··· Dataset records
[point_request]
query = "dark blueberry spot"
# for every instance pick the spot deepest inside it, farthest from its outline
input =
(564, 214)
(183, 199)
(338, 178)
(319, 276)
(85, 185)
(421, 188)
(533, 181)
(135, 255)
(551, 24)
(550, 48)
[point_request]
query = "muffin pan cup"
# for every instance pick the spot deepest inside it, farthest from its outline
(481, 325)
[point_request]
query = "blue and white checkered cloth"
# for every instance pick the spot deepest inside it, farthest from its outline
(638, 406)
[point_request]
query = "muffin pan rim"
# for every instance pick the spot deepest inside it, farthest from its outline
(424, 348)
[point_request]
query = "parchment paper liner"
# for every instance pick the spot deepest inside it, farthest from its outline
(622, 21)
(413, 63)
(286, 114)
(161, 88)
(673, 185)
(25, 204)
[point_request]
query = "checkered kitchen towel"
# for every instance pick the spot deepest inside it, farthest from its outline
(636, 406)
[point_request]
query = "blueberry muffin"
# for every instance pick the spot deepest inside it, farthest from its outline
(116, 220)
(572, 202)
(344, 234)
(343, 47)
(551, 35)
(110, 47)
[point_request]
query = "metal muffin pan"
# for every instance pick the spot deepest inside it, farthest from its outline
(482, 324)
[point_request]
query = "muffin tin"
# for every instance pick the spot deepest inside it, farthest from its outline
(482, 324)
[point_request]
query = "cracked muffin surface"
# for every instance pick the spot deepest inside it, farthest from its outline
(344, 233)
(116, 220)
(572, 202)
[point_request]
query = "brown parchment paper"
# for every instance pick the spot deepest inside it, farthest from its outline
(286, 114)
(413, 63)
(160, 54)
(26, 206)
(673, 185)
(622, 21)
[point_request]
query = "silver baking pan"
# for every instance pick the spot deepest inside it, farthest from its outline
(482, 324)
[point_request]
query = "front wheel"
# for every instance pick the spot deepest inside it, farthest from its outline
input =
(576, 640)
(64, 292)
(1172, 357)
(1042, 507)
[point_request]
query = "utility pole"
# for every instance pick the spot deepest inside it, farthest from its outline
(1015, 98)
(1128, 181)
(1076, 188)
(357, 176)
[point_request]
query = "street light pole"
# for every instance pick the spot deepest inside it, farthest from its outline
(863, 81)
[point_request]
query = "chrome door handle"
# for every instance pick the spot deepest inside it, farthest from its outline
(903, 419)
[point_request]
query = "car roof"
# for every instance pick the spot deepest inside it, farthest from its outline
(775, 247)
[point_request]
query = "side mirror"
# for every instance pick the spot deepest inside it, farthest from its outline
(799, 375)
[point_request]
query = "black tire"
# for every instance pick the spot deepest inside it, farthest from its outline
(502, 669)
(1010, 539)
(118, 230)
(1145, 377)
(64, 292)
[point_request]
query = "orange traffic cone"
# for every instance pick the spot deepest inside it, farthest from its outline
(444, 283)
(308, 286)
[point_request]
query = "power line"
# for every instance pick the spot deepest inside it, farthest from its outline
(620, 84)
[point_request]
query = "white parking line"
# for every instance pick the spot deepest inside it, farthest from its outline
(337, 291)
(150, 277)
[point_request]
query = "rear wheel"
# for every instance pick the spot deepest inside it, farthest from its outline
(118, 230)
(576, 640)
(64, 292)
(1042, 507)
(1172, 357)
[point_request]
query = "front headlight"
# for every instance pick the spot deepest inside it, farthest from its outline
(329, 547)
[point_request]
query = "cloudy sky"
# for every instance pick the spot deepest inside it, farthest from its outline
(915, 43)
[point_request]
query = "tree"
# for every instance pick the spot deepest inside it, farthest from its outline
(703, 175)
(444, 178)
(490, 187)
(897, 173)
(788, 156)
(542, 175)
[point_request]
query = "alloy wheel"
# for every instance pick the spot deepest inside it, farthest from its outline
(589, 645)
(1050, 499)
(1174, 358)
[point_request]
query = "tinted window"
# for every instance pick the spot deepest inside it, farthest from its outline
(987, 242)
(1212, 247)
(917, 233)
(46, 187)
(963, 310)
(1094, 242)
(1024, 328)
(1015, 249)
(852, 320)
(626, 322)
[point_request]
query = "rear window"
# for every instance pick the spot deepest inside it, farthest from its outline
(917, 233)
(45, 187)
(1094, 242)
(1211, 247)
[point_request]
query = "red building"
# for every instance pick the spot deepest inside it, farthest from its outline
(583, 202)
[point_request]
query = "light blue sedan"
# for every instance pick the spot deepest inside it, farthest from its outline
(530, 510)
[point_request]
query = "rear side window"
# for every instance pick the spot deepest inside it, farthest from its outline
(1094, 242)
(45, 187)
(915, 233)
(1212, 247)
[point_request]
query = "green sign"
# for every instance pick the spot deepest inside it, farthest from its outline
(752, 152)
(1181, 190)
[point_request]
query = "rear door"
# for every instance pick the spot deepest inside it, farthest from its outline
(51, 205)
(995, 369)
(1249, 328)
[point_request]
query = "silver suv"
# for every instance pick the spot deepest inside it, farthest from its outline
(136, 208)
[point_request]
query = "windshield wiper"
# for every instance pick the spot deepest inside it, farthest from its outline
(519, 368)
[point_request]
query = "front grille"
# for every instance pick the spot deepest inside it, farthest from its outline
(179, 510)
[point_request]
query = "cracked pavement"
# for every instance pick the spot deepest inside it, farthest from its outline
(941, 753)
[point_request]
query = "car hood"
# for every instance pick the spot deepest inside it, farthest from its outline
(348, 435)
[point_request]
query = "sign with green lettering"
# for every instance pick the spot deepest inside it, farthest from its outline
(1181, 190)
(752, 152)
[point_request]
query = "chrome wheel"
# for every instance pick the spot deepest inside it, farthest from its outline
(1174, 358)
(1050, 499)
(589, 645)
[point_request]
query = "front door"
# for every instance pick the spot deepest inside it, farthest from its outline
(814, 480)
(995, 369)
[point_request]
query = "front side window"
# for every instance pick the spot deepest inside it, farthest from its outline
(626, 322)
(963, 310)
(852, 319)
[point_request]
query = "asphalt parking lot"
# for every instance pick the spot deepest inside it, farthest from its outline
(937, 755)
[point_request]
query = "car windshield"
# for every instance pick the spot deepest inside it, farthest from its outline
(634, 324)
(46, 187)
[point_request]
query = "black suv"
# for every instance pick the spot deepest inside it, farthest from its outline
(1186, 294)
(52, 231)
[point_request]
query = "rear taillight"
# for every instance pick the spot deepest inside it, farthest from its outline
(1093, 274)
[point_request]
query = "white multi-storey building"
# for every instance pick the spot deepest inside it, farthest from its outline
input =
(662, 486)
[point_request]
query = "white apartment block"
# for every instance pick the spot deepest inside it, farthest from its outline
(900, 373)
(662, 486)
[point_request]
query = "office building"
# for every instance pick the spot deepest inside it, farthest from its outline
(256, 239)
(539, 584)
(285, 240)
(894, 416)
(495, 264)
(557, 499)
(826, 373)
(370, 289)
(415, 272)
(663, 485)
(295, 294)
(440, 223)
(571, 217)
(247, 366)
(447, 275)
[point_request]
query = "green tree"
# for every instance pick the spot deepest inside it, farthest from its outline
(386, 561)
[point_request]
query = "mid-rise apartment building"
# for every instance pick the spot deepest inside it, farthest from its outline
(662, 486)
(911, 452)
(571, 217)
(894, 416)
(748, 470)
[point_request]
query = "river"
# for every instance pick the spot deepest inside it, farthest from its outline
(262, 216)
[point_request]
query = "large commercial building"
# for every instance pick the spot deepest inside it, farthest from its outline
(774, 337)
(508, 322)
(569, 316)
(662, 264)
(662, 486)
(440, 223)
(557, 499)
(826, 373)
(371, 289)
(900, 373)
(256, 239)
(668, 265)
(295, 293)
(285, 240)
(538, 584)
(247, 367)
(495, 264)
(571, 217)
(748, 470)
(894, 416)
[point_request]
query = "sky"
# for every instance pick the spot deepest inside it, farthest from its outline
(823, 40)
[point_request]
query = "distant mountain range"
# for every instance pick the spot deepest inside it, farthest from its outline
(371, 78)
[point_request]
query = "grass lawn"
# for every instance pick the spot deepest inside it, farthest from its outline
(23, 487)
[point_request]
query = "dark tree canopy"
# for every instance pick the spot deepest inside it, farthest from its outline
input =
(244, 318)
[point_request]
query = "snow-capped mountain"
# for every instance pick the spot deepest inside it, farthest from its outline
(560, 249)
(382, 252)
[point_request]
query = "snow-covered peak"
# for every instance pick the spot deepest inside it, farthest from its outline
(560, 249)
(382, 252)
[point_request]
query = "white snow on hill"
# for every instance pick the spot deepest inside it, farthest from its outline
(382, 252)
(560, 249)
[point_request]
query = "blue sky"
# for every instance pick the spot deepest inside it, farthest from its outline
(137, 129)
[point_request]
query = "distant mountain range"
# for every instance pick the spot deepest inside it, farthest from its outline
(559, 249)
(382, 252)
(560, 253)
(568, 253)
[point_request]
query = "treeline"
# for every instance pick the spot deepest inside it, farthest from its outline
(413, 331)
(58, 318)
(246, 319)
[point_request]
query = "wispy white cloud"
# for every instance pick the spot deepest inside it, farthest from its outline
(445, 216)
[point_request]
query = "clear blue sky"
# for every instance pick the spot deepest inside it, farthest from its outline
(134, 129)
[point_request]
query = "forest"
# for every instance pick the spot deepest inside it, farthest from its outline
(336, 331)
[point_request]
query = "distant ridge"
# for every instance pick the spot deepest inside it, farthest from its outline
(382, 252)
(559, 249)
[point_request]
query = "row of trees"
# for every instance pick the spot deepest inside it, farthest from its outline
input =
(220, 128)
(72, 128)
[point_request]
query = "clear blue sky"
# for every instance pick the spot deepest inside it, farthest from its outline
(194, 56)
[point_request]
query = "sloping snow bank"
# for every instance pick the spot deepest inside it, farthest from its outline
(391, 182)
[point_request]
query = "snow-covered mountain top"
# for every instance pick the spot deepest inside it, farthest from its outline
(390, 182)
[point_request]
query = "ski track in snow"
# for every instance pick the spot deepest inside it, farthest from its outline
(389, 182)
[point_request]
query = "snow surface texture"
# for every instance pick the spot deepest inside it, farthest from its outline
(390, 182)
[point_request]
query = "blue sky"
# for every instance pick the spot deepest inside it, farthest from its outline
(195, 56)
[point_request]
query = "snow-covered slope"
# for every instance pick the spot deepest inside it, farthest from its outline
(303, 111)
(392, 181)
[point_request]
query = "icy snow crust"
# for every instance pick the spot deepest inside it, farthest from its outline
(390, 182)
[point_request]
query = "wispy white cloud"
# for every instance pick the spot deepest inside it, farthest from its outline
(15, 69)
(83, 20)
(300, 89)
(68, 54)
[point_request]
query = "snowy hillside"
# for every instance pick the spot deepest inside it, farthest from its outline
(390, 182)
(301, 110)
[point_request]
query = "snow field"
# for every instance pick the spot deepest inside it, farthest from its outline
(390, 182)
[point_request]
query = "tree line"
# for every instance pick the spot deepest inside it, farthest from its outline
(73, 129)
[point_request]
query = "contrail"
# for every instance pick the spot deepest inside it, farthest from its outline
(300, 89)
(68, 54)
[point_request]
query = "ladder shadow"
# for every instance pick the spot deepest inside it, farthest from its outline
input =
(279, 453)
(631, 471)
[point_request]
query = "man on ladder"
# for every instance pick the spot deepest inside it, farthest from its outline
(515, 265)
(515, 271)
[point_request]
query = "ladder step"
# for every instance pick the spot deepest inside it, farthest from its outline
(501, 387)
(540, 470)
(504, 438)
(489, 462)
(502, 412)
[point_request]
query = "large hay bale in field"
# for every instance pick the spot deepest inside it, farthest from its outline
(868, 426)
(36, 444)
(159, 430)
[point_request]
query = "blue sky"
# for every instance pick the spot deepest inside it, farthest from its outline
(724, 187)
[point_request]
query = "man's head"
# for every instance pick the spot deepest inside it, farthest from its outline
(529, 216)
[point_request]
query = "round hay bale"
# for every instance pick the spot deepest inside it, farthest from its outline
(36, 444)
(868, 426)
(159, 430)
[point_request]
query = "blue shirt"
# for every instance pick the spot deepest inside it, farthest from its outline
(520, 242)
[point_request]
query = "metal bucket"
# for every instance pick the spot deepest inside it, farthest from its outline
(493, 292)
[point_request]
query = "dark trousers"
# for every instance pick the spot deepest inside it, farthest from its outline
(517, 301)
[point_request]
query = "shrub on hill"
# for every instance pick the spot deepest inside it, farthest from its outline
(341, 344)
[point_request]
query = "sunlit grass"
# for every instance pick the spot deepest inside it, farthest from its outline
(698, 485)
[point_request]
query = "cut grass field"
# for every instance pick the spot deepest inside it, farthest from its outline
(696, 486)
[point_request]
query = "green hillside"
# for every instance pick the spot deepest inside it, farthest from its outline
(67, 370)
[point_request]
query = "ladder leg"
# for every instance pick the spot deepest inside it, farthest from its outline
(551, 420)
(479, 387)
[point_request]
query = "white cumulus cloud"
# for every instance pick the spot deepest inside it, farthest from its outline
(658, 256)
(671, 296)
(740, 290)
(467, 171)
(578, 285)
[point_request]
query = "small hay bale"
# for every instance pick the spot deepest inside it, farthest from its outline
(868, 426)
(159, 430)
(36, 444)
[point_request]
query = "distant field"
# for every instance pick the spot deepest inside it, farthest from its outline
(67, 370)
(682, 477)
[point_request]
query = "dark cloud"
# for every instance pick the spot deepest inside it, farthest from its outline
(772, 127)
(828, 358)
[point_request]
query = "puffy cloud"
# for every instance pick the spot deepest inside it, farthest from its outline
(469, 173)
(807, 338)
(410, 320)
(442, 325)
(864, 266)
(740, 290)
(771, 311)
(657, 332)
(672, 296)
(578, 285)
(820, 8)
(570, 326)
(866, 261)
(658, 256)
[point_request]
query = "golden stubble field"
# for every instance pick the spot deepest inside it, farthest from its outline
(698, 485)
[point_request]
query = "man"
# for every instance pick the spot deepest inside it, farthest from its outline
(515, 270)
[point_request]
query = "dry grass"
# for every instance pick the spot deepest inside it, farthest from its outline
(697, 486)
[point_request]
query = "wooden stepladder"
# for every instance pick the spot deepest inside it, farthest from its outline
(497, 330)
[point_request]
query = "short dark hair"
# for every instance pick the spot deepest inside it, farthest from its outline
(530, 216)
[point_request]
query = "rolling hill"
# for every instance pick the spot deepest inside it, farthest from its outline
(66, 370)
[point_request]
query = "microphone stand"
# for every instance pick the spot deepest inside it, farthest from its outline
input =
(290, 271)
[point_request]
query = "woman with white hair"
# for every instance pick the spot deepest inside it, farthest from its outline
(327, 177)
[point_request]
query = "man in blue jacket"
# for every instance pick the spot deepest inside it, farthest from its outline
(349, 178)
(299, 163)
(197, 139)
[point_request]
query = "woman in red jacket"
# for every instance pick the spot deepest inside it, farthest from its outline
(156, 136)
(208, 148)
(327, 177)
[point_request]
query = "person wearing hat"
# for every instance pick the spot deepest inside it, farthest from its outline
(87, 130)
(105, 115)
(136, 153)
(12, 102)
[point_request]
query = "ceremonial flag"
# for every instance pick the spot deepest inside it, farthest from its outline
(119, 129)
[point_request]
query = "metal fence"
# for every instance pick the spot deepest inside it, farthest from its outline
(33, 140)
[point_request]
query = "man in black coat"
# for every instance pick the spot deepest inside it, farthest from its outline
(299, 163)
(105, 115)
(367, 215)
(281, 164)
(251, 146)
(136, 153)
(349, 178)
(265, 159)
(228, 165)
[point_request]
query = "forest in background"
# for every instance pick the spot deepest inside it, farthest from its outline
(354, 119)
······
# Task statement
Show every line in the records above that contains the string "black", and copy each such line in full.

# Finished task
query = "black tire"
query = "black suv"
query = "man in black coat"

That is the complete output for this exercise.